__BRIEF__:
Each record should be returned exactly as it is written.

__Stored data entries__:
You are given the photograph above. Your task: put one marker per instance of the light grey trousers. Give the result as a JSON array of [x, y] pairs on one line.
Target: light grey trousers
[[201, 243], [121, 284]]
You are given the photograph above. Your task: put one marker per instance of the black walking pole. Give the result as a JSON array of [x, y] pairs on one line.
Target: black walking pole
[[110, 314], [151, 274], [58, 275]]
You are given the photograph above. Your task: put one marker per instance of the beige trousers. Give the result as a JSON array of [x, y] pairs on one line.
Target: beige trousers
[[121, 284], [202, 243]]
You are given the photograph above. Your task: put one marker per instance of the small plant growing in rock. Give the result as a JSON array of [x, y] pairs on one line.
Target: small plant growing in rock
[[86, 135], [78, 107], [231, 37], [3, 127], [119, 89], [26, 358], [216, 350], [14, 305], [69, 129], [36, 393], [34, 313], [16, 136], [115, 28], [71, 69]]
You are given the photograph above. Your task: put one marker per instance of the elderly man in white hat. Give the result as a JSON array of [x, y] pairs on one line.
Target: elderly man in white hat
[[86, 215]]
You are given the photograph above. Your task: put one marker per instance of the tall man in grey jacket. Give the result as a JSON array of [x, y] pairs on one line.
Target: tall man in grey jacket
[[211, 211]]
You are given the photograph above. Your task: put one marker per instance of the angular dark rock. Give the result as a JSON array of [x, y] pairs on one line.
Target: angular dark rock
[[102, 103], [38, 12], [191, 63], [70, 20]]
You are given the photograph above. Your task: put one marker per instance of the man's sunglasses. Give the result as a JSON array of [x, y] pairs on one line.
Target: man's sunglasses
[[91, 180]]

__TASK OUTPUT__:
You are given the photograph above. Your task: put one marker per instance of the light grey trousers. Give the result as a JSON array of [x, y] pairs on one line.
Target: light grey trousers
[[201, 243], [121, 284]]
You are given the photograph above. Your task: put one marker per instance of the black walking pole. Give the result as a JSON array of [x, y] pairs on one line.
Target: black walking pole
[[110, 314], [151, 274], [58, 275]]
You are given the photograph above. Your task: put one marker per instance of the beige trousers. Give the result as a JSON array of [x, y] pairs on one line.
Target: beige trousers
[[121, 284], [202, 243]]
You are given the photograph above. Your task: put one marker per instance of the small plant growing in rock. Give the result as a JSON array of [x, y] pairs on one line.
Target: small plant growing in rock
[[86, 135], [78, 107], [231, 37], [3, 127], [119, 89], [26, 358], [216, 350], [14, 305], [69, 129], [36, 393], [34, 313], [16, 136], [115, 28], [71, 69]]
You are given the photograph above. Your task: put one marker per instance of the elderly man in white hat. Give the result as a JSON array of [x, y] pairs on one line.
Target: elderly man in white hat
[[86, 215]]
You are given the photograph above. Your task: put one marker per instance of the tall man in grey jacket. Give the result as a JSON array of [x, y] pairs on one line.
Target: tall man in grey jacket
[[211, 211]]
You are given the photograph above. Your task: put one marker per instance of the angular dark rock. Give the result as a JSON array of [x, y] pairs on one line.
Target: angular dark rock
[[102, 103], [38, 12], [191, 63], [70, 20]]
You are given the photograph above. Your task: put one marker per instance of the man's sunglasses. Give the result as a JSON array of [x, y] pairs on one line.
Target: man's sunglasses
[[91, 180]]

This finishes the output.